Questions
[1] Decide whether each statement below agrees with the Geminid meteor shower article that follows. Answer yes or no for each, and quote the deciding words of the article exactly.
(a) Asteroid 3200 Phaethon was discovered in 1983.
(b) The Geminids come from a comet.
(c) About 150 meteors per hour are expected to be visible this weekend.
[2] According to the Geminid meteor shower article below, what are the prime meteor viewing hours?

Provided passage

Published: 2013-12-13 17:33:00
Updated: 2013-12-13 17:37:39
Posted December 13, 2013
By Tony Rice
The Geminid meteor shower peaks this weekend, but Friday night will probably be our only night to enjoy the show. Clouds are expected to move in early Saturday morning.
The Geminids are the last big meteor shower of the year. The rate of meteors observed has been as high as 150 meteors per hour. Many astronomers list it as their favorite not just because it tends to produce a higher number of visible meteors and the relatively slow speed the meteors travel across the sky, but also because their source is so weird.
Unlike August's Persieds, October's Orionids, or April's Lyrids, December's Geminids originate from dust and rock spewing from an asteroid rather than a comet. Asteroid 3200 Phaethon was discovered in 1983 by NASA's IRAS space telescope. Astronomers think that heating from the sun is causing it to break down, leaving a trail of rock and dust behind. As Earth passes through that trail, we are treated to meteors or "shooting stars."
However, this weekend's nearly full moon will make seeing dimmer meteors a challenge, reducing expectations to 40 - 60 meteors visible per hour. Here in North Carolina, clouds are expected to move in after midnight and further spoil our view. By the prime meteor viewing hours between 4am and dawn, mostly cloudy skies are expected.
Though conditions are less than ideal, it is still worth going outside to catch the cosmic display. Give yourself a few minutes to allow your eyes to adjust to the darkness, and you will see much more.
Bundle up, temperatures are expected to be in the high 30s around midnight, dipping close to freezing overnight. I find a steaming cup of hot chocolate enhances my ability to spot meteors as well, especially the Geminids.

Information

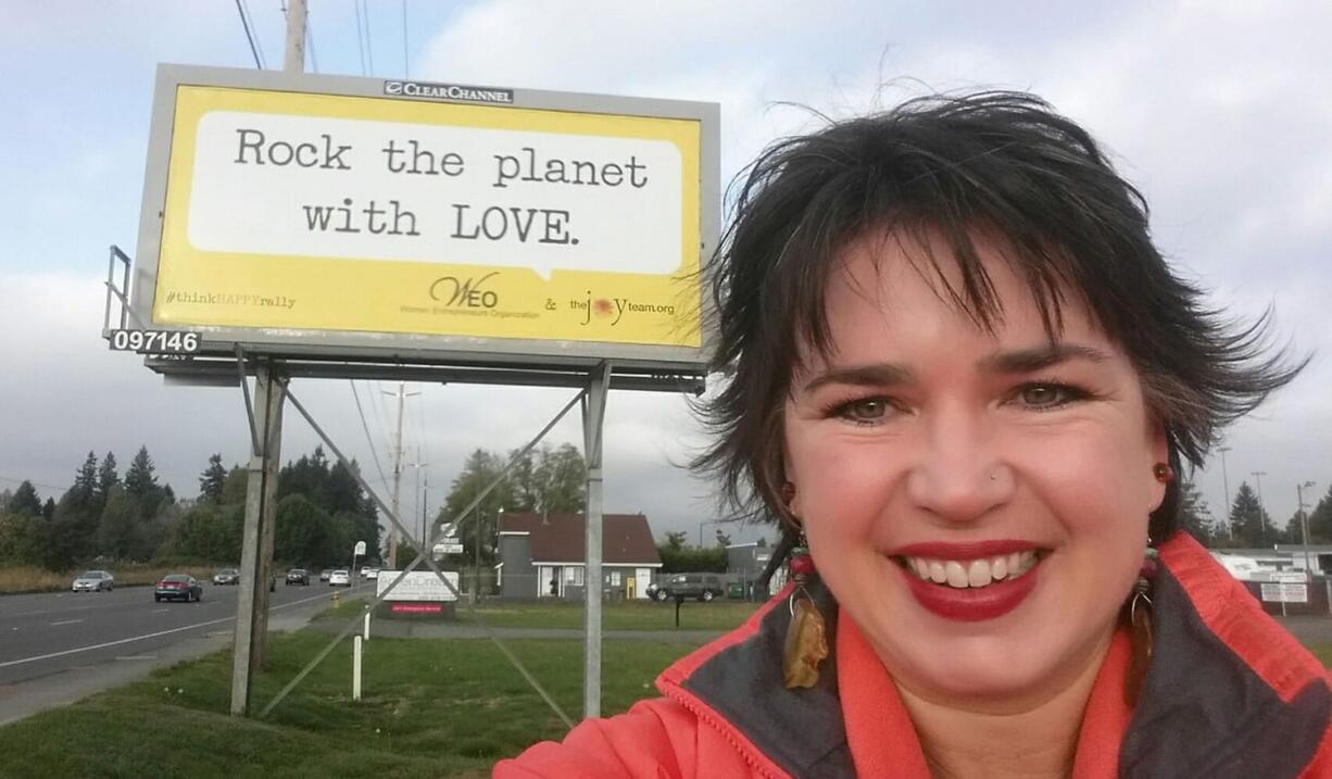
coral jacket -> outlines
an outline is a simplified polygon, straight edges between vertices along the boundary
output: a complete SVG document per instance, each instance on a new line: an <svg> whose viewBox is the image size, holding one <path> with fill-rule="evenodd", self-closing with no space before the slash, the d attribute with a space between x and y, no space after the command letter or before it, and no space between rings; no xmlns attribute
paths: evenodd
<svg viewBox="0 0 1332 779"><path fill-rule="evenodd" d="M1136 710L1123 699L1116 634L1083 718L1074 776L1332 776L1328 672L1211 554L1180 533L1162 546L1155 651ZM835 619L826 593L823 609ZM819 684L782 684L782 597L658 679L665 695L586 720L562 743L496 766L501 779L591 776L927 778L892 679L851 619L838 619Z"/></svg>

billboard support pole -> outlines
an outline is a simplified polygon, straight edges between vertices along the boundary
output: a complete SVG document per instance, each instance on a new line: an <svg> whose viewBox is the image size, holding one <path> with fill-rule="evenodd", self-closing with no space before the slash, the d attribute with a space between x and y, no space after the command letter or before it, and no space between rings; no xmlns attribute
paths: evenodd
<svg viewBox="0 0 1332 779"><path fill-rule="evenodd" d="M583 454L587 459L586 566L583 578L585 650L583 716L601 716L601 453L606 421L606 393L610 389L610 362L602 361L589 374L582 399Z"/></svg>
<svg viewBox="0 0 1332 779"><path fill-rule="evenodd" d="M258 364L254 377L256 429L262 447L250 453L245 485L245 527L241 533L241 577L232 650L232 714L249 714L254 672L264 663L268 635L268 585L273 573L273 521L277 466L282 441L282 402L286 380L273 364Z"/></svg>

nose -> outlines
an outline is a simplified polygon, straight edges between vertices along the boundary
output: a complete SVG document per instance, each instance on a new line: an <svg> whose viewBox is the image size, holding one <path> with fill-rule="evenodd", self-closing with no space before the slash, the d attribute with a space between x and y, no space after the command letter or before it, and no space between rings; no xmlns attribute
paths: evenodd
<svg viewBox="0 0 1332 779"><path fill-rule="evenodd" d="M927 413L907 475L907 498L947 522L975 522L1012 494L1014 473L998 454L982 409L962 403Z"/></svg>

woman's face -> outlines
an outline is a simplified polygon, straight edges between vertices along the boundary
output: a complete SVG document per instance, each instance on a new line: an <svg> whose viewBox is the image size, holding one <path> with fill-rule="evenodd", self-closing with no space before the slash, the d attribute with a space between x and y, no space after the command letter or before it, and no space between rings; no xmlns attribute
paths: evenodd
<svg viewBox="0 0 1332 779"><path fill-rule="evenodd" d="M1167 449L1076 296L1051 342L996 245L975 241L1003 308L992 333L940 300L911 264L919 246L875 236L843 252L832 353L793 380L785 454L818 573L896 682L1002 704L1100 662Z"/></svg>

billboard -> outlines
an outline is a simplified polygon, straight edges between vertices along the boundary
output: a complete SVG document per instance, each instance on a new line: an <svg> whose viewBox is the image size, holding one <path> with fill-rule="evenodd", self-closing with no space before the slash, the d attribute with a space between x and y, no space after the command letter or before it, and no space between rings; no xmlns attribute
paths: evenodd
<svg viewBox="0 0 1332 779"><path fill-rule="evenodd" d="M701 364L717 115L163 65L132 309L218 350Z"/></svg>

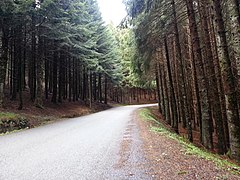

Replies
[1]
(a) Yes: "Asteroid 3200 Phaethon was discovered in 1983 by NASA's IRAS space telescope."
(b) No: "December's Geminids originate from dust and rock spewing from an asteroid rather than a comet."
(c) No: "reducing expectations to 40 - 60 meteors visible per hour."

[2] Between 4am and dawn.